JOB — Please pick out every line of the rows below that contains the word "papers" and copy each of those lines.

EXERCISE INPUT —
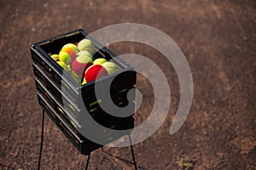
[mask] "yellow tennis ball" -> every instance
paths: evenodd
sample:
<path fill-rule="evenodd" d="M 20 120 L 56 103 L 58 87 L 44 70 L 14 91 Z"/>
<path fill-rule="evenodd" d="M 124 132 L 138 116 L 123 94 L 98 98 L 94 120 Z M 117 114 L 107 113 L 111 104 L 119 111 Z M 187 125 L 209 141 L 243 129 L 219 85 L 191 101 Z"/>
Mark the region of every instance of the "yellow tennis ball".
<path fill-rule="evenodd" d="M 96 59 L 93 61 L 94 65 L 102 65 L 103 63 L 107 62 L 108 60 L 103 58 Z"/>
<path fill-rule="evenodd" d="M 83 57 L 90 57 L 91 58 L 91 54 L 90 53 L 89 53 L 88 51 L 80 51 L 77 54 L 77 57 L 79 57 L 79 56 L 83 56 Z"/>
<path fill-rule="evenodd" d="M 72 63 L 72 59 L 70 58 L 70 55 L 65 51 L 60 53 L 59 60 L 60 61 L 62 61 L 63 63 L 66 63 L 67 65 L 70 65 Z"/>
<path fill-rule="evenodd" d="M 73 44 L 73 43 L 67 43 L 67 44 L 65 44 L 65 45 L 62 47 L 62 48 L 73 48 L 76 53 L 79 53 L 79 52 L 78 47 L 77 47 L 75 44 Z"/>
<path fill-rule="evenodd" d="M 57 63 L 63 68 L 65 69 L 66 64 L 62 61 L 57 61 Z"/>
<path fill-rule="evenodd" d="M 95 45 L 90 39 L 83 39 L 79 44 L 78 48 L 80 51 L 88 51 L 91 54 L 93 54 L 95 50 Z"/>
<path fill-rule="evenodd" d="M 103 63 L 102 65 L 107 70 L 108 75 L 111 75 L 118 71 L 117 65 L 113 62 L 108 61 Z"/>
<path fill-rule="evenodd" d="M 70 71 L 70 75 L 73 77 L 73 79 L 77 82 L 81 83 L 82 81 L 82 76 L 79 76 L 79 75 L 77 75 L 73 71 Z"/>
<path fill-rule="evenodd" d="M 58 54 L 52 54 L 50 55 L 50 57 L 55 60 L 55 61 L 59 60 L 59 55 Z"/>

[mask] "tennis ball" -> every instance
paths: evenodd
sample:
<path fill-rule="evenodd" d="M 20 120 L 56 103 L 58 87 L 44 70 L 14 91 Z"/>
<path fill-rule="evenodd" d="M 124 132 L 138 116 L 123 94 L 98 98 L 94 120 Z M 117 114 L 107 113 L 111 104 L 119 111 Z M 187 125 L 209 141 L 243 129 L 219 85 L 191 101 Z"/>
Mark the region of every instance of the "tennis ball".
<path fill-rule="evenodd" d="M 66 70 L 67 70 L 67 72 L 72 71 L 71 65 L 66 65 L 65 68 L 67 68 Z"/>
<path fill-rule="evenodd" d="M 72 63 L 72 69 L 77 75 L 82 76 L 91 65 L 92 60 L 90 57 L 78 56 Z"/>
<path fill-rule="evenodd" d="M 63 63 L 62 61 L 57 61 L 57 63 L 63 68 L 65 69 L 66 64 Z"/>
<path fill-rule="evenodd" d="M 68 53 L 67 53 L 65 51 L 62 51 L 60 53 L 59 60 L 60 60 L 60 61 L 61 61 L 63 63 L 67 63 L 68 65 L 72 63 L 72 59 L 70 58 L 70 55 L 68 54 Z"/>
<path fill-rule="evenodd" d="M 89 53 L 88 51 L 80 51 L 77 54 L 78 54 L 78 56 L 84 56 L 84 57 L 90 57 L 90 58 L 92 57 L 90 53 Z"/>
<path fill-rule="evenodd" d="M 108 60 L 103 58 L 96 59 L 93 61 L 94 65 L 102 65 L 103 63 L 107 62 Z"/>
<path fill-rule="evenodd" d="M 77 57 L 77 53 L 72 48 L 61 48 L 61 50 L 59 53 L 59 55 L 62 52 L 67 53 L 69 54 L 70 58 L 72 59 L 72 60 L 73 60 Z"/>
<path fill-rule="evenodd" d="M 58 54 L 52 54 L 50 55 L 50 57 L 55 60 L 55 61 L 59 60 L 59 55 Z"/>
<path fill-rule="evenodd" d="M 93 65 L 86 70 L 84 78 L 87 82 L 90 82 L 102 76 L 108 76 L 106 69 L 101 65 Z"/>
<path fill-rule="evenodd" d="M 62 47 L 62 48 L 73 48 L 76 53 L 79 53 L 79 52 L 78 47 L 77 47 L 75 44 L 73 44 L 73 43 L 67 43 L 67 44 L 65 44 L 65 45 Z"/>
<path fill-rule="evenodd" d="M 108 75 L 115 73 L 118 71 L 118 67 L 113 62 L 108 61 L 102 65 L 108 71 Z"/>
<path fill-rule="evenodd" d="M 80 51 L 88 51 L 91 54 L 95 50 L 95 45 L 90 39 L 81 40 L 78 44 L 78 48 Z"/>
<path fill-rule="evenodd" d="M 85 78 L 84 78 L 84 80 L 83 80 L 83 82 L 82 82 L 82 85 L 84 85 L 84 84 L 86 84 L 87 82 L 86 82 L 86 80 L 85 80 Z"/>
<path fill-rule="evenodd" d="M 82 76 L 77 75 L 73 71 L 70 71 L 70 75 L 73 77 L 73 79 L 77 82 L 81 83 Z"/>

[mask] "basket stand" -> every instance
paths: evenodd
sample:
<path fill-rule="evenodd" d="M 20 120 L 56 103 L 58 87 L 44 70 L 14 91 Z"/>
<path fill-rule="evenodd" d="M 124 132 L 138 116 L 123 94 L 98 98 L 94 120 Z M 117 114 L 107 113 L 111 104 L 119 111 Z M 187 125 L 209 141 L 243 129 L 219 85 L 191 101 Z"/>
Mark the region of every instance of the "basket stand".
<path fill-rule="evenodd" d="M 38 169 L 40 169 L 40 165 L 41 165 L 41 156 L 42 156 L 42 150 L 43 150 L 43 142 L 44 142 L 44 110 L 43 109 L 43 114 L 42 114 L 42 130 L 41 130 L 41 143 L 40 143 L 40 151 L 39 151 L 39 158 L 38 158 Z M 134 152 L 133 152 L 133 147 L 132 147 L 132 144 L 131 144 L 131 135 L 128 134 L 129 137 L 129 142 L 130 142 L 130 147 L 131 147 L 131 156 L 132 156 L 132 160 L 133 160 L 133 165 L 134 165 L 134 168 L 135 170 L 137 170 L 137 164 L 136 164 L 136 160 L 135 160 L 135 156 L 134 156 Z M 89 153 L 88 156 L 87 156 L 87 161 L 86 161 L 86 165 L 85 165 L 85 170 L 88 169 L 88 166 L 89 166 L 89 162 L 90 162 L 90 152 Z"/>

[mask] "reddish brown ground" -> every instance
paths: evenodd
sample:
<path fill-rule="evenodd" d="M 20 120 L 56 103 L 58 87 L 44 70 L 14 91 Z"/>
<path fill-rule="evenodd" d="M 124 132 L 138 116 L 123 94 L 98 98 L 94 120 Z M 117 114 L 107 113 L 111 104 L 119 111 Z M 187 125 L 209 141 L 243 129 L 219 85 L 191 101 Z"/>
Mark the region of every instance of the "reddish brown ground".
<path fill-rule="evenodd" d="M 54 2 L 54 3 L 53 3 Z M 179 99 L 171 65 L 136 43 L 111 46 L 157 61 L 169 78 L 172 105 L 165 123 L 134 145 L 139 169 L 256 169 L 256 3 L 254 1 L 1 1 L 0 169 L 36 169 L 41 112 L 29 48 L 32 42 L 76 28 L 91 32 L 135 22 L 164 31 L 178 44 L 191 67 L 194 99 L 182 128 L 169 134 Z M 152 103 L 151 86 L 138 87 Z M 137 113 L 137 124 L 150 106 Z M 42 169 L 84 169 L 80 155 L 49 117 Z M 128 147 L 93 152 L 90 169 L 131 169 Z M 122 161 L 125 159 L 126 161 Z"/>

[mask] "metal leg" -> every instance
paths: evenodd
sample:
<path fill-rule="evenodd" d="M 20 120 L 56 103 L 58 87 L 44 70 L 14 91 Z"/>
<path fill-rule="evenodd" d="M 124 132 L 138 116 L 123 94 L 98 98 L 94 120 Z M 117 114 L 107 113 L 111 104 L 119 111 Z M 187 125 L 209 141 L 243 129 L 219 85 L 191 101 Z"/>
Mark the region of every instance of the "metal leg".
<path fill-rule="evenodd" d="M 89 155 L 88 155 L 88 157 L 87 157 L 87 162 L 86 162 L 85 170 L 87 170 L 87 168 L 88 168 L 88 165 L 89 165 L 90 157 L 90 152 L 89 153 Z"/>
<path fill-rule="evenodd" d="M 39 152 L 38 167 L 38 170 L 40 169 L 41 156 L 42 156 L 42 150 L 43 150 L 44 125 L 44 110 L 43 110 L 43 117 L 42 117 L 41 144 L 40 144 L 40 152 Z"/>
<path fill-rule="evenodd" d="M 129 136 L 129 141 L 130 141 L 130 146 L 131 146 L 131 155 L 132 155 L 134 167 L 135 167 L 135 170 L 137 170 L 136 161 L 135 161 L 135 156 L 134 156 L 134 152 L 133 152 L 133 148 L 132 148 L 132 144 L 131 144 L 131 135 L 129 134 L 128 136 Z"/>

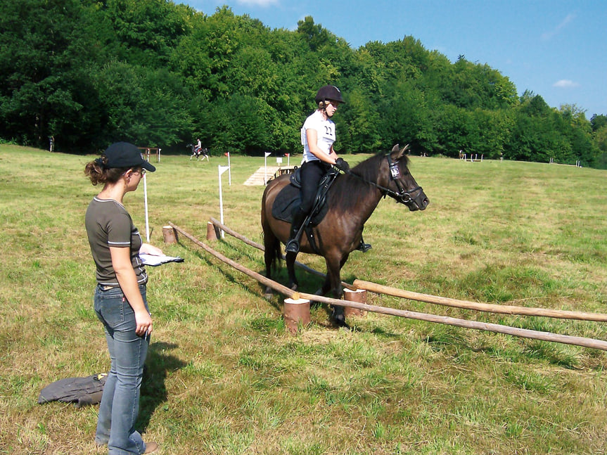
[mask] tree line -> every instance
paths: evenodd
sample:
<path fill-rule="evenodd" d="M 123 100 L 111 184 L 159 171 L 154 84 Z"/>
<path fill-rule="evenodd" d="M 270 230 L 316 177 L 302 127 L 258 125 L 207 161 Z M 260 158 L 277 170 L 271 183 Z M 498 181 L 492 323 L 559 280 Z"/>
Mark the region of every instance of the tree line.
<path fill-rule="evenodd" d="M 414 37 L 352 49 L 307 17 L 270 29 L 167 0 L 0 1 L 0 138 L 94 151 L 125 140 L 186 152 L 298 153 L 322 85 L 346 104 L 336 148 L 607 167 L 607 117 L 517 94 L 498 70 Z"/>

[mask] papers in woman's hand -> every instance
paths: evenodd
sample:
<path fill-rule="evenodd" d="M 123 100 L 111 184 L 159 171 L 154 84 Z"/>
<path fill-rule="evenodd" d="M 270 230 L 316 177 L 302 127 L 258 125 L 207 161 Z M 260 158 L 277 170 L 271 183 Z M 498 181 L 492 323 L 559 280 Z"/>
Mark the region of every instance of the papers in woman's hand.
<path fill-rule="evenodd" d="M 164 255 L 161 255 L 160 256 L 155 256 L 154 255 L 148 255 L 144 252 L 139 253 L 139 258 L 141 259 L 141 262 L 146 265 L 151 265 L 153 267 L 155 267 L 157 265 L 162 265 L 162 264 L 166 264 L 167 262 L 184 262 L 184 259 L 182 257 L 179 257 L 179 256 L 165 256 Z"/>

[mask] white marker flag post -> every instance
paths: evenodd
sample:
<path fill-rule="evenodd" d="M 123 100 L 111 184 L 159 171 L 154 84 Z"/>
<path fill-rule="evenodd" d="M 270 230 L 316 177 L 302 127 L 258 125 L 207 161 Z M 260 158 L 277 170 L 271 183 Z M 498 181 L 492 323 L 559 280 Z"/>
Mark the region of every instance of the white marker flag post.
<path fill-rule="evenodd" d="M 266 152 L 264 158 L 264 185 L 268 183 L 268 157 L 271 155 L 271 152 Z"/>
<path fill-rule="evenodd" d="M 228 170 L 230 167 L 229 166 L 217 166 L 219 168 L 217 170 L 219 173 L 219 221 L 222 222 L 222 224 L 224 224 L 224 197 L 222 195 L 222 174 Z M 222 229 L 222 238 L 225 237 L 225 233 Z"/>
<path fill-rule="evenodd" d="M 146 207 L 146 241 L 150 243 L 150 222 L 148 218 L 148 179 L 143 174 L 143 205 Z"/>
<path fill-rule="evenodd" d="M 228 157 L 228 186 L 232 186 L 232 167 L 230 165 L 230 153 L 228 152 L 226 153 L 226 156 Z M 222 231 L 222 235 L 223 235 L 223 231 Z"/>

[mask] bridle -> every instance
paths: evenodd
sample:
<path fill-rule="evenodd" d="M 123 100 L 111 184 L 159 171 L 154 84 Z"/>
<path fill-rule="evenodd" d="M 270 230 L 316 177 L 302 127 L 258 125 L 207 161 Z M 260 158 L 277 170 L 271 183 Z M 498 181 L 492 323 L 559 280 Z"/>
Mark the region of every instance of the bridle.
<path fill-rule="evenodd" d="M 385 155 L 386 160 L 388 160 L 388 165 L 390 168 L 390 179 L 394 181 L 396 185 L 397 188 L 398 188 L 398 191 L 395 191 L 389 188 L 386 188 L 385 186 L 382 186 L 379 184 L 376 184 L 374 181 L 371 181 L 370 180 L 366 180 L 363 179 L 361 176 L 357 175 L 353 172 L 348 171 L 347 174 L 350 175 L 353 175 L 354 177 L 358 177 L 363 181 L 371 184 L 376 188 L 378 188 L 382 193 L 382 196 L 385 198 L 385 196 L 390 196 L 393 198 L 396 202 L 400 203 L 401 204 L 404 204 L 407 207 L 410 206 L 411 204 L 416 203 L 415 200 L 411 197 L 411 194 L 414 193 L 416 193 L 417 191 L 421 191 L 421 186 L 417 186 L 414 188 L 412 190 L 407 191 L 404 188 L 403 188 L 402 184 L 400 183 L 399 180 L 399 177 L 400 177 L 400 169 L 398 168 L 398 162 L 392 161 L 392 157 L 390 153 L 386 154 Z"/>
<path fill-rule="evenodd" d="M 398 179 L 400 177 L 400 169 L 398 168 L 398 162 L 392 161 L 390 153 L 388 153 L 385 155 L 385 158 L 388 160 L 388 165 L 390 167 L 390 179 L 393 181 L 396 184 L 396 187 L 398 188 L 398 193 L 392 191 L 389 188 L 382 188 L 379 185 L 377 185 L 377 186 L 385 191 L 383 194 L 384 197 L 385 197 L 386 195 L 388 195 L 396 199 L 397 202 L 409 205 L 410 203 L 414 202 L 413 198 L 411 197 L 411 195 L 417 191 L 421 191 L 421 186 L 418 185 L 409 191 L 405 190 L 402 187 L 400 181 Z"/>

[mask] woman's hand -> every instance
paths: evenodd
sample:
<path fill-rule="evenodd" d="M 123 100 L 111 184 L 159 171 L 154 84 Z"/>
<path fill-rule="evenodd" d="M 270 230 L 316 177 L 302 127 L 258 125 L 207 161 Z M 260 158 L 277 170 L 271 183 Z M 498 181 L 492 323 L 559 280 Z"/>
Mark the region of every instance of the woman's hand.
<path fill-rule="evenodd" d="M 158 247 L 150 245 L 149 243 L 142 243 L 141 248 L 139 248 L 139 252 L 143 252 L 153 256 L 162 256 L 162 250 Z"/>
<path fill-rule="evenodd" d="M 148 336 L 152 333 L 152 315 L 147 311 L 135 312 L 135 322 L 137 323 L 135 333 L 140 337 Z"/>

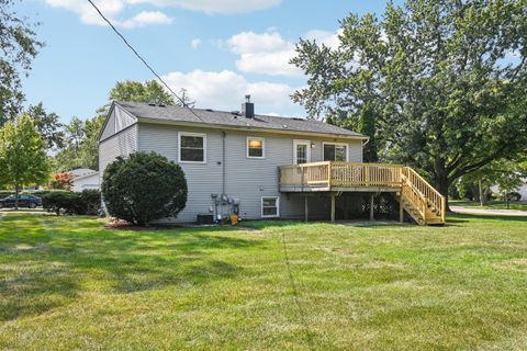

TASK RESPONSE —
[mask] papers in woman's hand -> every instance
Mark the region of every instance of the papers in woman's hand.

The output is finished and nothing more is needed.